**** Given records ****

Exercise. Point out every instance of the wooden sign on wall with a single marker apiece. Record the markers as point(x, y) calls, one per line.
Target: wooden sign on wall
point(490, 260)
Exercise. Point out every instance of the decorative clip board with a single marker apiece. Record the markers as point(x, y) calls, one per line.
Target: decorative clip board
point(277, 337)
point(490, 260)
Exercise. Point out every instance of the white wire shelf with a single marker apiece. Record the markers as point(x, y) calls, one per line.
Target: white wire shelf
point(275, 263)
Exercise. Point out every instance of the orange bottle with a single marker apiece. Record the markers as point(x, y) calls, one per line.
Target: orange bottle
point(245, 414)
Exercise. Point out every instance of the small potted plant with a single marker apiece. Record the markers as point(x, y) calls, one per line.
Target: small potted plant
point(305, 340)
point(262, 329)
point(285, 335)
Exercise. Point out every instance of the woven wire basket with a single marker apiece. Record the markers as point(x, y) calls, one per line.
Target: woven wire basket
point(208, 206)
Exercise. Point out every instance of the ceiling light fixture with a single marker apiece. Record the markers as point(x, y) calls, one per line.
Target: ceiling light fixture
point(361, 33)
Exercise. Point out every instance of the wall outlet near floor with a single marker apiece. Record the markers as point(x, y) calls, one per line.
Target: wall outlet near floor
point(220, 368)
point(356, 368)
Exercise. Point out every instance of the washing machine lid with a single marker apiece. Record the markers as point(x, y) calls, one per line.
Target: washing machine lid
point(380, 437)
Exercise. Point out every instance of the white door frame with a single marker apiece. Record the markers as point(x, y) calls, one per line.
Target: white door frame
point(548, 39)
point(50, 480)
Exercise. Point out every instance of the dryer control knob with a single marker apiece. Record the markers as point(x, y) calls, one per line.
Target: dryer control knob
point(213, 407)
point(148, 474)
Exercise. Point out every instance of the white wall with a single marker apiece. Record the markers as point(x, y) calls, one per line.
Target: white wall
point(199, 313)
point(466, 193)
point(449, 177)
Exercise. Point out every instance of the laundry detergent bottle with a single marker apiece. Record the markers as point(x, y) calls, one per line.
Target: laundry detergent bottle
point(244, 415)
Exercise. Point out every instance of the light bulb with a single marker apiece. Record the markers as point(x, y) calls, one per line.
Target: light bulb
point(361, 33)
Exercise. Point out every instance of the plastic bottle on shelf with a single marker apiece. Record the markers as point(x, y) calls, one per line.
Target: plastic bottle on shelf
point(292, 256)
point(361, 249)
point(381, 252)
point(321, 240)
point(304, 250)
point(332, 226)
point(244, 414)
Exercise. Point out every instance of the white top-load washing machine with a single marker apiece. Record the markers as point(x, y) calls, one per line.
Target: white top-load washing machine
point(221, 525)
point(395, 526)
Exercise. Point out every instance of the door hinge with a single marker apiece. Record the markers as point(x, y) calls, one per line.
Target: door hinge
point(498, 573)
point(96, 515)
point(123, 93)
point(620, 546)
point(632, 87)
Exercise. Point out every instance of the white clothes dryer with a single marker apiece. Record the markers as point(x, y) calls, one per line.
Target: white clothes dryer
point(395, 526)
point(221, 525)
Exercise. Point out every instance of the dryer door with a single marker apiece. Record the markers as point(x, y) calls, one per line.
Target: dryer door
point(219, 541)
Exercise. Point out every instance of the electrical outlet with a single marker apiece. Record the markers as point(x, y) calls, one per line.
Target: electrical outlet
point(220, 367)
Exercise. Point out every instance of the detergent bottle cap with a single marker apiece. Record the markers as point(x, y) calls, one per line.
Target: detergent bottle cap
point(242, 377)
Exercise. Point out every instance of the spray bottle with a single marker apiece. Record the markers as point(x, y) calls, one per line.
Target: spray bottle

****

* _Exercise requirements_:
Edit all of the data above so that each "a single marker apiece" becomes "exactly one marker each", and leave everything else unchanged.

* _Full output_:
Exercise. Point out every instance of the wooden sign on wall with exactly one marker each. Record the markers as point(x, y) calls, one per line.
Target: wooden sign on wall
point(490, 260)
Exercise. Point out every instance of the decorative clip board with exactly one marker each. Record the markers as point(x, y) calls, one per line.
Target: decorative clip board
point(277, 337)
point(490, 260)
Exercise. Point out every instance of the white wire shelf with exactly one marker each. Record the markers as point(x, y) calls, one per line.
Target: white wire shelf
point(275, 263)
Exercise. Point out every instance of the orange bottle with exactly one marker each. Record the markers as point(x, y) calls, one per line.
Target: orange bottle
point(245, 414)
Exercise. Point out every instance of the small potted plant with exactly one marker each. Record the markers as point(x, y) calls, one per line.
Target: small potted plant
point(305, 340)
point(262, 329)
point(285, 335)
Exercise. Point out every instance of the woven wire basket with exactly one marker each. Record the markers as point(x, y) calls, one per line.
Target: woven wire basket
point(208, 206)
Exercise. Point out every instance of the ceiling light fixture with exactly one marker each. Record the markers as point(x, y) calls, one per line.
Target: ceiling light fixture
point(361, 33)
Exercise. Point out every instance of the wall outlet near floor with exactly one marker each. Record the markers as point(x, y) calls, one per line.
Target: wall outlet near floor
point(220, 368)
point(356, 368)
Exercise. Point out every instance of the washing machine lid with exactly one marker each. Record the markers as point(x, y) calls, one per line.
Target: washing machine lid
point(380, 437)
Exercise. Point out every instance of the white door frame with exactly one marker each. Record the markers as point(x, y) calls, one per line.
Target: white door frame
point(548, 39)
point(50, 480)
Exercise. Point out every instance of the dryer control knob with exactly one marker each. Record the markers as point(x, y) calls, one per line.
Target: dryer control knob
point(213, 407)
point(148, 474)
Exercise. Point out every instance of the white wall with exactly one marker each. Record the markers as point(x, y) calls, one per line.
Target: white wall
point(199, 313)
point(466, 193)
point(449, 177)
Exercise. Point out every instance of the laundry detergent bottle with exactly one marker each. Record the markers as point(x, y) calls, one per line.
Target: laundry detergent bottle
point(244, 415)
Exercise. Point out every instance of the light bulb with exactly one marker each. Record the markers as point(x, y) calls, one per line.
Target: light bulb
point(361, 33)
Exercise. Point out every instance of the plastic bottle on shelf with exactly one marker each. Record the markers as point(x, y) calls, one per line.
Target: plastic bottle on shelf
point(292, 256)
point(361, 249)
point(381, 252)
point(321, 240)
point(304, 250)
point(332, 226)
point(244, 414)
Exercise. Point out every instance of the white top-load washing machine with exactly one marker each. Record the markers as point(x, y) calls, one per line.
Target: white top-load washing machine
point(221, 525)
point(395, 526)
Exercise. Point out every instance of the door hinge with exactly one marker each. Record the markers as point(x, y) calls, one per line.
Target: door hinge
point(498, 573)
point(96, 515)
point(123, 93)
point(620, 546)
point(632, 87)
Exercise. Point out every instance of the white clothes dryer with exactly one marker each. Record the markers as point(x, y) calls, one per line.
Target: white clothes dryer
point(395, 526)
point(221, 525)
Exercise. Point out every instance of the dryer door with exactly one marker each. Record the markers as point(x, y) calls, one per line.
Target: dryer door
point(219, 541)
Exercise. Point out every instance of the electrical outlet with exactly one marker each. Record the markers as point(x, y) calls, one per line.
Target: electrical outlet
point(220, 367)
Exercise. Point out every instance of the detergent bottle cap with exactly one marker each. Record the markers as point(x, y) calls, one per line.
Target: detergent bottle cap
point(242, 377)
Exercise. Point out every instance of the spray bottle with exactly one marker each. Record the markers as point(x, y) calls, one per line.
Target: spray bottle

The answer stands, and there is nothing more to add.